Ok, I've committed the following version without the TODO_update_ssa, which
passed another bootstrap/regtest on x86_64-linux and i686-linux.

2021-01-05  Jakub Jelinek  <jakub@redhat.com>

	PR tree-optimization/96239
	* gimple-ssa-store-merging.c (maybe_optimize_vector_constructor): New
	function.
	(get_status_for_store_merging): Don't return BB_INVALID for blocks
	with potential bswap optimizable CONSTRUCTORs.
	(pass_store_merging::execute): Optimize vector CONSTRUCTORs with bswap
	if possible.

	* gcc.dg/tree-ssa/pr96239.c: New test.

--- gcc/gimple-ssa-store-merging.c.jj	2020-12-16 13:07:51.729733816 +0100
+++ gcc/gimple-ssa-store-merging.c	2020-12-16 16:02:06.238868137 +0100
@@ -1255,6 +1255,75 @@ bswap_replace (gimple_stmt_iterator gsi,
   return tgt;
 }
 
+/* Try to optimize an assignment CUR_STMT with CONSTRUCTOR on the rhs
+   using bswap optimizations.  CDI_DOMINATORS need to be
+   computed on entry.  Return true if it has been optimized and
+   TODO_update_ssa is needed.  */
+
+static bool
+maybe_optimize_vector_constructor (gimple *cur_stmt)
+{
+  tree fndecl = NULL_TREE, bswap_type = NULL_TREE, load_type;
+  struct symbolic_number n;
+  bool bswap;
+
+  gcc_assert (is_gimple_assign (cur_stmt)
+	      && gimple_assign_rhs_code (cur_stmt) == CONSTRUCTOR);
+
+  tree rhs = gimple_assign_rhs1 (cur_stmt);
+  if (!VECTOR_TYPE_P (TREE_TYPE (rhs))
+      || !INTEGRAL_TYPE_P (TREE_TYPE (TREE_TYPE (rhs)))
+      || gimple_assign_lhs (cur_stmt) == NULL_TREE)
+    return false;
+
+  HOST_WIDE_INT sz = int_size_in_bytes (TREE_TYPE (rhs)) * BITS_PER_UNIT;
+  switch (sz)
+    {
+    case 16:
+      load_type = bswap_type = uint16_type_node;
+      break;
+    case 32:
+      if (builtin_decl_explicit_p (BUILT_IN_BSWAP32)
+	  && optab_handler (bswap_optab, SImode) != CODE_FOR_nothing)

......

● **Given task 1**
Collect every line of the records that contains the word "shirt". Case counts.

● **Given information**
......

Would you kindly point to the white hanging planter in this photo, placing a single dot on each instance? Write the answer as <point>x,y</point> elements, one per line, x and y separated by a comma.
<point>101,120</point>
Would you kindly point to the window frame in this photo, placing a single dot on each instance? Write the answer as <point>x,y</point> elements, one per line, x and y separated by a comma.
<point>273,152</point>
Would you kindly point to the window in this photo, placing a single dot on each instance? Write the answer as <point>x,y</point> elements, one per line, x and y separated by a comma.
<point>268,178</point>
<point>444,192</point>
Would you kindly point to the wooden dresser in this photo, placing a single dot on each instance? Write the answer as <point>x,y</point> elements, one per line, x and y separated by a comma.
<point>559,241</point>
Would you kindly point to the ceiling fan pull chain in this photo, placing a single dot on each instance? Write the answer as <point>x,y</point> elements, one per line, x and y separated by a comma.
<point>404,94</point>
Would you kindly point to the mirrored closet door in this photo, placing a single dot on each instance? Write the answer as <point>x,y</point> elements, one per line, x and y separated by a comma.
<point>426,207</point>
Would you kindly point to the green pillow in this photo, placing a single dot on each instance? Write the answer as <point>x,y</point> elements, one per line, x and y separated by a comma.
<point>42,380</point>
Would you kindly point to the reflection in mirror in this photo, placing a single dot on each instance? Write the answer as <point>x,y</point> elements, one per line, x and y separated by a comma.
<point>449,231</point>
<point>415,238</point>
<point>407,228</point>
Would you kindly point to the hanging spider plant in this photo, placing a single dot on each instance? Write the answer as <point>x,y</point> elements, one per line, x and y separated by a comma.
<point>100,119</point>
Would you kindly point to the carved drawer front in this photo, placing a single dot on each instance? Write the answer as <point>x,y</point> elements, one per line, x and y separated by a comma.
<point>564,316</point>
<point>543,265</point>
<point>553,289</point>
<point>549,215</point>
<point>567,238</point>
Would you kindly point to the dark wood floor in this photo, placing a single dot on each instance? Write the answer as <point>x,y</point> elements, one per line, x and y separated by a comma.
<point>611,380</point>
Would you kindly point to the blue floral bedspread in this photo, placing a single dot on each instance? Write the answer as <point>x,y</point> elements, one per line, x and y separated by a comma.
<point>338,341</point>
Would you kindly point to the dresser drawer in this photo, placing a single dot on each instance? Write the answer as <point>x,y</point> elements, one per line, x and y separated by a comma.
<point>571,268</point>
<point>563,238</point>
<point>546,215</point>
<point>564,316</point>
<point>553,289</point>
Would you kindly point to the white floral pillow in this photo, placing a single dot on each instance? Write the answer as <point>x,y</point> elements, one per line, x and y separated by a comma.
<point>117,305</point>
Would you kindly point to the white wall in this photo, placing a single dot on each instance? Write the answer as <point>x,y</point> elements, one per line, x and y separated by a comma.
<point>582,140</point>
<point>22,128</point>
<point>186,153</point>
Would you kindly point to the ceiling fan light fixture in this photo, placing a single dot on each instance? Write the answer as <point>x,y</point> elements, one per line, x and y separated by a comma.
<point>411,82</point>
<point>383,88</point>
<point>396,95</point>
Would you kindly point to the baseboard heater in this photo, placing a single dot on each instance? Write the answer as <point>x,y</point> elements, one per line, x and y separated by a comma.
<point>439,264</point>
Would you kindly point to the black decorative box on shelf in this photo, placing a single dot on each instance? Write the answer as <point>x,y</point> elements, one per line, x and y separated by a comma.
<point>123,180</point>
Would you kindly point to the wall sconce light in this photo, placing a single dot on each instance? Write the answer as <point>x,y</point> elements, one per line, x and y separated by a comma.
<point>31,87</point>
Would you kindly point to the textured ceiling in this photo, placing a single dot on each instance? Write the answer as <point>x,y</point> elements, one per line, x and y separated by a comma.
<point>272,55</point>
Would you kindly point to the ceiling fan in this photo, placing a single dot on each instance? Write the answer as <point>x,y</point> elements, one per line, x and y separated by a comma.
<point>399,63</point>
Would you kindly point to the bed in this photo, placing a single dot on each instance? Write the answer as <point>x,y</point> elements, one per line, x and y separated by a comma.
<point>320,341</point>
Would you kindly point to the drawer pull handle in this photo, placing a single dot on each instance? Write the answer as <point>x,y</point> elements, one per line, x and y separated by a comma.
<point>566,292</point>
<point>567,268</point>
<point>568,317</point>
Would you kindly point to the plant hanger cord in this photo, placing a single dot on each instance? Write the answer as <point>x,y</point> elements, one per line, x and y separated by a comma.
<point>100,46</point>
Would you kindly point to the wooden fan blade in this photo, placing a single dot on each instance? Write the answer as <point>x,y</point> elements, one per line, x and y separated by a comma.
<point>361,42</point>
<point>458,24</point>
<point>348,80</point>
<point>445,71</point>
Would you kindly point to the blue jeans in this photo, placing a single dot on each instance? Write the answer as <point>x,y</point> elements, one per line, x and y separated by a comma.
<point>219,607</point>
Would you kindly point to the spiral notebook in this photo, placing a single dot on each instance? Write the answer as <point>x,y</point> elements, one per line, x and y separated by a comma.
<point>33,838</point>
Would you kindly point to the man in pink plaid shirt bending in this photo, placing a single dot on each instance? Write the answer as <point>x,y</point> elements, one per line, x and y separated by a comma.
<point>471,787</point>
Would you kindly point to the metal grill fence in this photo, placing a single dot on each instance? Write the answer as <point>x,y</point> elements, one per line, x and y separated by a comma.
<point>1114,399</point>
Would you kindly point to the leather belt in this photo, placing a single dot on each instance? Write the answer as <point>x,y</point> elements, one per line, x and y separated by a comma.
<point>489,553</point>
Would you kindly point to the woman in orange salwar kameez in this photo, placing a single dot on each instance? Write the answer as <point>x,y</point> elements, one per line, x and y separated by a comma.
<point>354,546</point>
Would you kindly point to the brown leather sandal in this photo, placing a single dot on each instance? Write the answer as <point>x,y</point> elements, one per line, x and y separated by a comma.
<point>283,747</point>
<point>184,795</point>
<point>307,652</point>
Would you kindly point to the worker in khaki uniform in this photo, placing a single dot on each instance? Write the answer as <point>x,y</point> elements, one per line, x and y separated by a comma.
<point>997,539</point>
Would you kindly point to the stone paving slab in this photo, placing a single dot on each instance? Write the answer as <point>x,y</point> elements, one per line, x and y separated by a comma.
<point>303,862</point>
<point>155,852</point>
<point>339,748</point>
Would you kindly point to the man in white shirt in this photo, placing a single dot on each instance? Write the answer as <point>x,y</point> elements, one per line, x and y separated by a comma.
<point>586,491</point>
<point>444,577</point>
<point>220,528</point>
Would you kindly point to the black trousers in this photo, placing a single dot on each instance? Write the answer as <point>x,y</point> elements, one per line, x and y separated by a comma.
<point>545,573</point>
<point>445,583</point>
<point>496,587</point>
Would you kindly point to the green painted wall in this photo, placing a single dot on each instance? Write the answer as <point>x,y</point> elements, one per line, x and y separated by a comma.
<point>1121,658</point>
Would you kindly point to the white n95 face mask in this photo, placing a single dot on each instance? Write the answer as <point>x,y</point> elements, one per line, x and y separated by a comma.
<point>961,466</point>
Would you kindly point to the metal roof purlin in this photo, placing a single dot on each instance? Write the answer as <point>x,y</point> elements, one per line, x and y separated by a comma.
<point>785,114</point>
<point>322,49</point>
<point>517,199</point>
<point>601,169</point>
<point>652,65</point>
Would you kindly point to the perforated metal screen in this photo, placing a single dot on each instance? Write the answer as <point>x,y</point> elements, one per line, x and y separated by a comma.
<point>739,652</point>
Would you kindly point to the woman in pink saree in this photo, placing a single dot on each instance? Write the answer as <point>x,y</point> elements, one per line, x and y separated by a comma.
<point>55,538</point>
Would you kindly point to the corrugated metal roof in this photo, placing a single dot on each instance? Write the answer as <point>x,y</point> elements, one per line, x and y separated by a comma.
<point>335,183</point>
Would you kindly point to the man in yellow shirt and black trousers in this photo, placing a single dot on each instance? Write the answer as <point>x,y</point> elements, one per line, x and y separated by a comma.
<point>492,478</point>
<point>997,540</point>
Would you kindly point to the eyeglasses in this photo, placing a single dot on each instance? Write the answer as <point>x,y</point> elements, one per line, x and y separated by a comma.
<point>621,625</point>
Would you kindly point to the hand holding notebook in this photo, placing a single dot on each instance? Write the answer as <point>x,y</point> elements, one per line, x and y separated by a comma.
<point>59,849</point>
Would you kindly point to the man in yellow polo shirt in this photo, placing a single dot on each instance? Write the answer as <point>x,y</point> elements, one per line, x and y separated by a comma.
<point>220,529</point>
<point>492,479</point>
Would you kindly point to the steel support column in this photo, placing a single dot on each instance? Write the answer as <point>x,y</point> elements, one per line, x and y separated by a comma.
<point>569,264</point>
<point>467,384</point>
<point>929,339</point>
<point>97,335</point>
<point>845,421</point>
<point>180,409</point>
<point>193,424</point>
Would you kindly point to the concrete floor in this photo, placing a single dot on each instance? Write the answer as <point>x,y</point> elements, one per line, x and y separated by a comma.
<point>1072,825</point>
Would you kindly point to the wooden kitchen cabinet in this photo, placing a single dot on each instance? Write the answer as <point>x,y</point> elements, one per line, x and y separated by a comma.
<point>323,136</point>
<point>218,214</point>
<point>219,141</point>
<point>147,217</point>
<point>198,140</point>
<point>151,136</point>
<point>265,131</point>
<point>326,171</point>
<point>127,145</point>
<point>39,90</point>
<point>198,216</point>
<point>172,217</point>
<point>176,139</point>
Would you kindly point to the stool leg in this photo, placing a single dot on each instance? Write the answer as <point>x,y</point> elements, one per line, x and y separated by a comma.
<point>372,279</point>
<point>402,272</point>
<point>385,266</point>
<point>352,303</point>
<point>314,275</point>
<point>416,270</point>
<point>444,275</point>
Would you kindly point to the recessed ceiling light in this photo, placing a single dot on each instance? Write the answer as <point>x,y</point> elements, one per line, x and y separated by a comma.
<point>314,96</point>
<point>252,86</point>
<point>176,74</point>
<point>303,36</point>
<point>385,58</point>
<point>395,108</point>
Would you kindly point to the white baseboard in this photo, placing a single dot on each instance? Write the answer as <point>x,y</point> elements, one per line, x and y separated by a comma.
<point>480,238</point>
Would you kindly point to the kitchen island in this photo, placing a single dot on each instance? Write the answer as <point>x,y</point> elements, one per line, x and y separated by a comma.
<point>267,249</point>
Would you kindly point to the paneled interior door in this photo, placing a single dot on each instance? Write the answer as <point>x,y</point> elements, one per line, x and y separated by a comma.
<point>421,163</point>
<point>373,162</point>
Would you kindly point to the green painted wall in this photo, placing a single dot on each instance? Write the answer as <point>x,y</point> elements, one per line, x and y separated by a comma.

......

● **Given task 2**
In the patch excerpt, on which two targets did the committed version pass another bootstrap/regtest?

● **Task response 1**
Would you kindly point to the man in pink plaid shirt bending in this photo, placing a single dot on each instance? Write the answer as <point>x,y</point> elements, one per line, x and y separated by a comma.
Would you kindly point to the man in white shirt in this photo, placing a single dot on each instance? Write the answer as <point>x,y</point> elements, one per line, x and y separated by a comma.
Would you kindly point to the man in yellow shirt and black trousers in this photo, placing a single dot on each instance? Write the answer as <point>x,y</point> elements, one per line, x and y separated by a comma.
Would you kindly point to the man in yellow polo shirt in this photo, placing a single dot on each instance? Write the answer as <point>x,y</point> elements, one per line, x and y separated by a comma.

● **Task response 2**
x86_64-linux and i686-linux